━━ MATERIALS PROVIDED ━━

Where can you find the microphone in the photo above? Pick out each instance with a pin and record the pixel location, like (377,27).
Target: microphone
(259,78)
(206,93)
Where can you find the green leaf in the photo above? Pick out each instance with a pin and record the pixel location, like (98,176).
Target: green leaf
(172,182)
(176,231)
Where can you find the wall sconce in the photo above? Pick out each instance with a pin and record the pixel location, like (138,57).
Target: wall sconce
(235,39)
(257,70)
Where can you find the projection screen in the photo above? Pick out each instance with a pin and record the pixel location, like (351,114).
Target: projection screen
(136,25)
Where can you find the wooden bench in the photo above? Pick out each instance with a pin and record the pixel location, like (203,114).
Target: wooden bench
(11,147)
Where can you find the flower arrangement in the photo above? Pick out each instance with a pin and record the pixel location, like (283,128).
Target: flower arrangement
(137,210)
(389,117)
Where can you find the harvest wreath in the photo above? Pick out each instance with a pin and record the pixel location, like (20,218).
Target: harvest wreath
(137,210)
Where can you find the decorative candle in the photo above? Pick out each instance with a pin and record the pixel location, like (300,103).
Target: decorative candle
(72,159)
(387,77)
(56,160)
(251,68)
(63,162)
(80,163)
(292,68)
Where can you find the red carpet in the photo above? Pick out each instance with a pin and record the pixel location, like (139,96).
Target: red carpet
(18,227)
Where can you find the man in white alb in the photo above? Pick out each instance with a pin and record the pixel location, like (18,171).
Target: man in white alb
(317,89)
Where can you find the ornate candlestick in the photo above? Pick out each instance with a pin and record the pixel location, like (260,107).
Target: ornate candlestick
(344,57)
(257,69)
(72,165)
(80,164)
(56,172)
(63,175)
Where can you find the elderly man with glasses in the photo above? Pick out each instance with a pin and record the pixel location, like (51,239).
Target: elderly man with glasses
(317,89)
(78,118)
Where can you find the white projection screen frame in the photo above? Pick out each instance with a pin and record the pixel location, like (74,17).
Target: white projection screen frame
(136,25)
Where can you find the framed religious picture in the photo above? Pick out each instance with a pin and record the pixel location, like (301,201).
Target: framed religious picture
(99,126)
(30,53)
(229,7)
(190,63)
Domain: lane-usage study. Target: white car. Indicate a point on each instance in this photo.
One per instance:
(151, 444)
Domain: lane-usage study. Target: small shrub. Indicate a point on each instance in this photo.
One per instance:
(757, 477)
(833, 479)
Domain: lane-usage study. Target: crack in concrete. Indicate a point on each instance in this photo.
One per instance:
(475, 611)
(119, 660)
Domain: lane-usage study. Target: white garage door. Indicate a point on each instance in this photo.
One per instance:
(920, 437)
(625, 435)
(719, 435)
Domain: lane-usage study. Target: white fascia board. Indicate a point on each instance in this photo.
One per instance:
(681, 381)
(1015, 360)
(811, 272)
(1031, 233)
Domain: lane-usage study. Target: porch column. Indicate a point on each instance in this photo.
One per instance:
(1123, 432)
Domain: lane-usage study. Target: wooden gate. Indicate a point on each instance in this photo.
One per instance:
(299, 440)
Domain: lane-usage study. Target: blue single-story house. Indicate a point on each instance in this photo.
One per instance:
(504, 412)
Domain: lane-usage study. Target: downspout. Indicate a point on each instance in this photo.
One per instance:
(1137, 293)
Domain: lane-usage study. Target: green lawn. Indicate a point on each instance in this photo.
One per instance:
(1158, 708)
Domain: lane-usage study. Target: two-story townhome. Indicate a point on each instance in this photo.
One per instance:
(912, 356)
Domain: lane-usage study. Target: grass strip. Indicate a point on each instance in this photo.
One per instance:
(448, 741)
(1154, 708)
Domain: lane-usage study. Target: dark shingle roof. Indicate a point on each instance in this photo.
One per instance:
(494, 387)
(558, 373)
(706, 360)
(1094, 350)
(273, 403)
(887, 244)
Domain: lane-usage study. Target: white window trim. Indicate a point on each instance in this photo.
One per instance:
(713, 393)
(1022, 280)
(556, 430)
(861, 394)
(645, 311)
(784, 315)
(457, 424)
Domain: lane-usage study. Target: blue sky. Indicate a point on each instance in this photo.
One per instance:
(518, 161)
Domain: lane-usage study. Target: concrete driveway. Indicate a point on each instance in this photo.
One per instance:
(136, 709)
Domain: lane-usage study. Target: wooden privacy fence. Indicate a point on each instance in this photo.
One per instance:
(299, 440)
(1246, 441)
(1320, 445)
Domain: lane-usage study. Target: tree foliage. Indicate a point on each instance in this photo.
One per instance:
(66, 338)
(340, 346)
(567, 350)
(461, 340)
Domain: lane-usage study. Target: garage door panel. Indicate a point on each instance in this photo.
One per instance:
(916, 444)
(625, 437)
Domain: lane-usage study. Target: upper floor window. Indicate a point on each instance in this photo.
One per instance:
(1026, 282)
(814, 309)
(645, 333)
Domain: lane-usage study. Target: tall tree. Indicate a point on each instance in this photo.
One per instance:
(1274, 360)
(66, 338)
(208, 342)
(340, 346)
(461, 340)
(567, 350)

━━━

§ **JOB**: Find "Domain: lane-usage study. Target: blue sky." in the data above, then repeat that line and all lines after it exactly, ending with the final line.

§ **EXERCISE OUTPUT**:
Domain: lane-usage study. Target: blue sky. Indicate a point on each instance in this photo.
One per instance:
(518, 161)
Domain: lane-usage study. Target: concrete driveway. Indicate a point on each instance in this photo.
One per instance:
(136, 709)
Domain: lane-usage study. Target: wooden privacy fence. Indicate a point on each instance in this photo.
One per instance:
(299, 440)
(1246, 441)
(1320, 445)
Domain: lane-usage study. Target: tree foliage. Indicate a point on each instance in this photo.
One per instance:
(66, 338)
(340, 346)
(567, 350)
(461, 340)
Domain: lane-usage study. Target: garage door panel. Indicate a point on each instance in this photo.
One per instance:
(916, 444)
(625, 437)
Domain: lane-usage study. Target: upper floor window. Indicate a point on each instance in this photo.
One per instance:
(1026, 282)
(814, 309)
(645, 333)
Domain: lane-usage study. Target: tall tree. Indicate a point on each instance in this photo.
One per instance:
(1274, 360)
(66, 338)
(208, 342)
(340, 346)
(461, 340)
(567, 350)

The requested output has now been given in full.